[Dataset excerpts on object pointing]
──────

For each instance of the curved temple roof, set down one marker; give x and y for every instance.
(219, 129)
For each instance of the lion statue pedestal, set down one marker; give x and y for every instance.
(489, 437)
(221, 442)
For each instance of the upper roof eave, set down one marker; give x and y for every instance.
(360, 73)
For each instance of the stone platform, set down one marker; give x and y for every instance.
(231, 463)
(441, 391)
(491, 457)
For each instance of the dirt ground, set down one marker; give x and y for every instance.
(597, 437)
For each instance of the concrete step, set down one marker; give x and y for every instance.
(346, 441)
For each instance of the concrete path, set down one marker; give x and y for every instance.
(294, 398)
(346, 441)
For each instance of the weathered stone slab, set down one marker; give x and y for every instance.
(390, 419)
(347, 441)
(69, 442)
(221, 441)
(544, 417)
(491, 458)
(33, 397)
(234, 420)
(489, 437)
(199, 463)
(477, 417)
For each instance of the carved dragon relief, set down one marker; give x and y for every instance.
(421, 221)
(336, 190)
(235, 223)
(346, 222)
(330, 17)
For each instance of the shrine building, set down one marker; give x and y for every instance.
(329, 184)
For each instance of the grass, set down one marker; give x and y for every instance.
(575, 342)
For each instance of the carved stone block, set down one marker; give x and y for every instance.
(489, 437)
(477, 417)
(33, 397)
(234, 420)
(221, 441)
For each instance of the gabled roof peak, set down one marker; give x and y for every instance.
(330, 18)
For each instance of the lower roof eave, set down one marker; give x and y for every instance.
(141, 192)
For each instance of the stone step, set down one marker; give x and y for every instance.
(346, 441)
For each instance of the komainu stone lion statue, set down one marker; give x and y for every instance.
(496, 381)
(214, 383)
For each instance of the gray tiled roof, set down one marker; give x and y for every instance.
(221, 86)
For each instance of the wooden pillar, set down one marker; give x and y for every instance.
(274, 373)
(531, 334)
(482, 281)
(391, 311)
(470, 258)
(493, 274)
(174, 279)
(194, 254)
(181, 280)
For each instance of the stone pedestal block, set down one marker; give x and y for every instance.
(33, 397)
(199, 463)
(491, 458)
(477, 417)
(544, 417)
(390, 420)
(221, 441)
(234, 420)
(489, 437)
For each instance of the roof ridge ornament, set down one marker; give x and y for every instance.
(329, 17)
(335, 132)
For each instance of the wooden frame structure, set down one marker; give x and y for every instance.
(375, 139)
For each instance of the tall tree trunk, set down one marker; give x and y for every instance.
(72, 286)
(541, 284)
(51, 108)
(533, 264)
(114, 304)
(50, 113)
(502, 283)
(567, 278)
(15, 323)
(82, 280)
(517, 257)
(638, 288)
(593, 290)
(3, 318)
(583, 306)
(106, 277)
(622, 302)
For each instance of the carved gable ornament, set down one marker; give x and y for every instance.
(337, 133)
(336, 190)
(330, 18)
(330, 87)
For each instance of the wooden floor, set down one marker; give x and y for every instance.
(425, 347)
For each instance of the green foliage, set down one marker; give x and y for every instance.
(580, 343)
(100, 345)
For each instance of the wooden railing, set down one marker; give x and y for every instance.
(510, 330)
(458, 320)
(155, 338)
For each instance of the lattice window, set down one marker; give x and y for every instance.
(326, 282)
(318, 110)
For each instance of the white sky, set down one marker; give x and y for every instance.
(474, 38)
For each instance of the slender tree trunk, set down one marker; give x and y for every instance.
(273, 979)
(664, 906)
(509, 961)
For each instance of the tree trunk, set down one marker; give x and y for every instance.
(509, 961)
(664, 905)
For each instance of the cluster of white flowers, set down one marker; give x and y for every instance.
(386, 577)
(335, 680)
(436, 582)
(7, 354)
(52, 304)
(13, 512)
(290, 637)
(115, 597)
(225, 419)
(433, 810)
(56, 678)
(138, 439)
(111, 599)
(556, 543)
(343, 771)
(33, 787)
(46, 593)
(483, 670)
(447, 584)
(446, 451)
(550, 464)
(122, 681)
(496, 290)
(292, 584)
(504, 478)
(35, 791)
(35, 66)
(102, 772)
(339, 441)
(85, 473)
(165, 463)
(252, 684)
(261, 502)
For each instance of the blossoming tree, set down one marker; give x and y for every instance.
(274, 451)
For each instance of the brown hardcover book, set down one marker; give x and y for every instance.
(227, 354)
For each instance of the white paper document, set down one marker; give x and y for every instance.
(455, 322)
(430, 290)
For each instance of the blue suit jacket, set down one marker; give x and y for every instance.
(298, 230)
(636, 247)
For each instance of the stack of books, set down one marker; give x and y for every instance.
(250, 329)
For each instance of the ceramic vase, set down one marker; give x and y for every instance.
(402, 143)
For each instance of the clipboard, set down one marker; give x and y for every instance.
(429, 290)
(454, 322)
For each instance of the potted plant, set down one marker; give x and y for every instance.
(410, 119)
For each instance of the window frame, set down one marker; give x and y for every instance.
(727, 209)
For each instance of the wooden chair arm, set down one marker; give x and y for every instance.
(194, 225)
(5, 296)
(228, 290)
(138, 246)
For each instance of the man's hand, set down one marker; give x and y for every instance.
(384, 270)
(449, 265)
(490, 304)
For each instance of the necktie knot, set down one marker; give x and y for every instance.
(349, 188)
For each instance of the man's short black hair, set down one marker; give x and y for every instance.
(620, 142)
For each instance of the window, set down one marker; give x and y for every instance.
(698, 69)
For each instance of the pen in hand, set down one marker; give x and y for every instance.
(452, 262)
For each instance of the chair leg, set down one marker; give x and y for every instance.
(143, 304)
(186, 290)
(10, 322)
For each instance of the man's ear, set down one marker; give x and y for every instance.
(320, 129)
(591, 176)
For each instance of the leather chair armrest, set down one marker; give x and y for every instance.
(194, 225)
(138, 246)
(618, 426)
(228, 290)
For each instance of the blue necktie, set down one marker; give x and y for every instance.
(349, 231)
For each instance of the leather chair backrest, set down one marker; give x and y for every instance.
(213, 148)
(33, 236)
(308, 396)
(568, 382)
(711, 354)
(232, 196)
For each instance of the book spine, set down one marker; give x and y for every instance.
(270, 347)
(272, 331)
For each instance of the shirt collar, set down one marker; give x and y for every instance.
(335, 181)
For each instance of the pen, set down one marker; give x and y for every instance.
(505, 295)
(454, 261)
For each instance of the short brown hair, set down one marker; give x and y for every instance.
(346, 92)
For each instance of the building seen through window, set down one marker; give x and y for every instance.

──────

• **WHAT TO WORK ON**
Reproduce the whole listing word for word.

• **FINAL RESULT**
For each instance of the curved temple roof, set down one marker; give x and y for every instance.
(219, 129)
For each instance of the lion statue pedestal, set down one marker; give x and y for every instance.
(489, 437)
(221, 442)
For each instance of the upper roof eave, set down one marker; give x and y for every instance.
(360, 73)
For each instance of the stone platform, set down one marker; give x and y for every instance.
(231, 463)
(441, 391)
(491, 457)
For each instance of the dirt ground, set down one marker; give x and y for every instance.
(597, 437)
For each instance of the concrete step, set down one marker; give x and y for every instance.
(346, 441)
For each instance of the concrete path, set down one marker; give x and y for every instance.
(294, 398)
(346, 441)
For each instance of the weathered stone slab, set down one marker; give x and y for every instance.
(390, 419)
(347, 441)
(69, 442)
(221, 441)
(544, 417)
(491, 458)
(33, 397)
(234, 420)
(489, 437)
(199, 463)
(477, 417)
For each instance of the carved dragon relief, set down one marker; give x and y for every instance.
(421, 221)
(336, 190)
(235, 223)
(346, 222)
(330, 17)
For each instance of the shrine building, set down one marker; give x and y for every instance.
(329, 184)
For each instance of the grass, set down one marker; give x and y for every instance.
(575, 342)
For each instance of the carved stone block, set down one marker; give x and y for every instance.
(489, 437)
(477, 417)
(33, 397)
(234, 420)
(221, 441)
For each instance of the gabled roof peak, set down one marker; give x and y for every instance.
(330, 18)
For each instance of the lower roof eave, set down one marker; give x and y for every instance.
(141, 192)
For each instance of the stone step, set down one marker; give x and y for every instance.
(346, 441)
For each instance of the komainu stone lion statue, set down one marker; give x and y for every instance.
(496, 381)
(214, 383)
For each instance of the gray tiled roof, set down one marker; give x and y for every instance.
(221, 86)
For each instance of the wooden pillar, set down one marker; give x and y for every instance.
(274, 373)
(531, 334)
(482, 281)
(391, 311)
(470, 258)
(493, 274)
(174, 279)
(194, 254)
(181, 280)
For each instance of the stone pedestal block, set down one marker; give x and y for every instance.
(33, 397)
(199, 463)
(491, 458)
(477, 417)
(544, 417)
(390, 420)
(221, 441)
(234, 420)
(489, 437)
For each instance of the roof ridge ornament, set down one marker; give x and y for every instance.
(329, 17)
(335, 132)
For each instance of the wooden frame structure, set down one marker; give x and y for every instance.
(375, 139)
For each instance of the tall tree trunk, set down one marker; give x and y for every instance.
(72, 286)
(541, 284)
(51, 108)
(533, 264)
(114, 304)
(50, 113)
(502, 283)
(567, 278)
(15, 323)
(82, 280)
(517, 257)
(638, 288)
(593, 290)
(3, 318)
(583, 306)
(106, 277)
(622, 302)
For each instance of the carved gable ornament, set down one marker; give x and y for every instance.
(337, 133)
(336, 190)
(330, 18)
(330, 87)
For each instance of the wooden floor, set down one marker; give x and y for every instance.
(425, 347)
For each instance of the green foliage, set down one marker; give x and y for every instance.
(580, 343)
(100, 345)
For each instance of the wooden railing, set down one marker; give x and y for every instance.
(510, 330)
(458, 320)
(155, 338)
For each instance of the lattice window, set down one marker; give x and y for every instance.
(326, 282)
(318, 110)
For each instance of the white sky, set down one marker; give x and y for every instance.
(474, 38)
For each instance of the slender tree trunk, set down one marker; give x and y for every instance.
(273, 979)
(664, 906)
(509, 961)
For each instance of the tree trunk, set down one marker; give x and y for every instance.
(509, 961)
(664, 905)
For each instance of the cluster of white flowers, set down one marker; give x and y for every instance.
(386, 577)
(335, 680)
(436, 582)
(7, 354)
(52, 304)
(13, 512)
(290, 637)
(115, 597)
(225, 419)
(433, 810)
(56, 678)
(138, 439)
(111, 599)
(556, 543)
(343, 771)
(33, 787)
(46, 593)
(483, 670)
(447, 584)
(446, 451)
(550, 464)
(122, 681)
(496, 290)
(292, 584)
(504, 478)
(35, 791)
(35, 66)
(102, 772)
(339, 441)
(85, 473)
(165, 463)
(252, 684)
(261, 502)
For each instance of the blossoming tree, set down one marker; give x and y for every instance.
(274, 451)
For each instance of the brown hardcover book, set down one marker; give x and y for every instance.
(227, 354)
For each instance of the white paper document, set down one marker; give x and y for every instance.
(455, 322)
(430, 290)
For each instance of the blue suit jacket, set down one marker; give x and y for every instance.
(298, 230)
(636, 247)
For each instance of the stack of books, set down one marker; give x and y for every instance.
(250, 329)
For each instance of the ceramic vase, set down one marker; give x and y for every instance.
(402, 143)
For each instance of the clipboard, set down one marker; give x and y for every instance.
(429, 290)
(454, 322)
For each instance of the potted plant, set down one marker; give x and y for every instance.
(410, 119)
For each instance of the window frame, set down one marker; give x and y for every instance.
(727, 209)
For each instance of the wooden chair arm, set down one marker; give x and y for every instance.
(194, 225)
(5, 296)
(228, 290)
(138, 246)
For each instance of the man's hand, set down one marker; give x and y for every instance.
(384, 270)
(449, 265)
(490, 304)
For each instance of the necktie knot, set down one marker; give x and y for every instance.
(349, 188)
For each instance of the man's short black hair, set down one marker; give x and y for every instance.
(620, 142)
For each instance of the window, set down one marker; give x and y for every instance.
(698, 69)
For each instance of the pen in hand, set down one marker; give x and y for every instance.
(452, 262)
For each instance of the chair leg, set down one marker; give x and y for every instance.
(143, 304)
(186, 290)
(10, 322)
For each instance of the man's ear, set down one marker; give x and y for every instance.
(320, 129)
(591, 176)
For each instance of the leather chair armrest, set down one marker; give x and y for every instance.
(194, 225)
(138, 246)
(618, 426)
(228, 290)
For each instance of the blue necktie, set down one marker; give x and y for every instance.
(349, 231)
For each instance of the leather chair backrest, set down one marker; give x and y for every instance.
(213, 148)
(33, 236)
(308, 396)
(568, 382)
(711, 354)
(232, 196)
For each instance of the book spine, set down one marker; give x and y for every instance.
(270, 347)
(272, 331)
For each instance of the shirt collar, set down one marker; give x and y for every instance.
(335, 181)
For each instance of the pen, set down one marker; give x and y for every instance.
(505, 295)
(454, 261)
For each instance of the short brown hair, set down one marker; give x and y for every instance.
(346, 92)
For each instance of the building seen through window, set down one marker; give x and y for every instance.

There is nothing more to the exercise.